In school, was there a teacher who influenced you?

Craig McCaw: Where I went to school, there was a very personal relationship with the professors. There were a number who challenged me very personally. Ultimately, what really drives you is the competitive relationship to someone pushing you, and you respond.

I had a particular English teacher who was wont to challenge me in the learning of Macbeth. And as a result of that, I think I memorized more passages of Macbeth than anyone would ever want to know. But to this day, those beat heavily in my mind as I think about processes and about Macbeth's whole sort of philosophical relationship to opportunity and the good and evil that he failed to comprehend, and as it were control his most base instincts. And that ultimately destroyed him. And I must say that whole process with that professor was very powerful to me.

[ Key to Success ] Preparation

Was there a book that moved you as a child?

Craig McCaw: Another one would be Oliver Twist. There, but for fate, go I. Oliver Twist lived in the boarding house for orphaned kids and was treated very badly, and yet he turned out to be the child of a very wealthy person. Solely because of the context in which he lived, he was a treated extraordinarily badly. I remember that, and the recognition that there really is very little difference between people.

I think Dickens' whole approach to that question, the whole moral question of whether we are or are not different because of our upbringing and our social status, I think has put me in a stead to where I think I'm more comfortable with an egalitarian world, such as we're seeing evolve from the Internet where everyone really is nameless, faceless, you don't know where they are, you don't know what they mean. And in a sense, you can't put them in a box, because you don't know what box they would belong in. So, I think Dickens to me had a very sad message about human behavior, but also a very optimistic one. That if you recognize that, if we get beyond that, that there's a wonderful life beyond for all.

[ Key to Success ] Vision

How old were you when you read that?

> Material:
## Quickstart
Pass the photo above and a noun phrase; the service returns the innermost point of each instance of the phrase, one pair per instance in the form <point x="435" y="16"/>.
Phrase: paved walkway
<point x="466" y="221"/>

> Objectives:
1. Reproduce word for word the part of the Craig McCaw interview that opens with the words containing "[ Key to Success ] Preparation" and closes with "difference between people.".
2. List every question the interviewer puts to Craig McCaw in the Craig McCaw interview.
3. Answer from the Craig McCaw interview:
(a) What subject did the teacher who challenged McCaw over Macbeth teach?
(b) Where did Oliver Twist live?
(c) Whose child did Oliver Twist turn out to be?
The listing plays no role here.

> Task-by-task results:
1.
[ Key to Success ] Preparation

Was there a book that moved you as a child?

Craig McCaw: Another one would be Oliver Twist. There, but for fate, go I. Oliver Twist lived in the boarding house for orphaned kids and was treated very badly, and yet he turned out to be the child of a very wealthy person. Solely because of the context in which he lived, he was a treated extraordinarily badly. I remember that, and the recognition that there really is very little difference between people.

2.
In school, was there a teacher who influenced you?
Was there a book that moved you as a child?
How old were you when you read that?

3.
(a) English
(b) In the boarding house for orphaned kids
(c) A very wealthy person's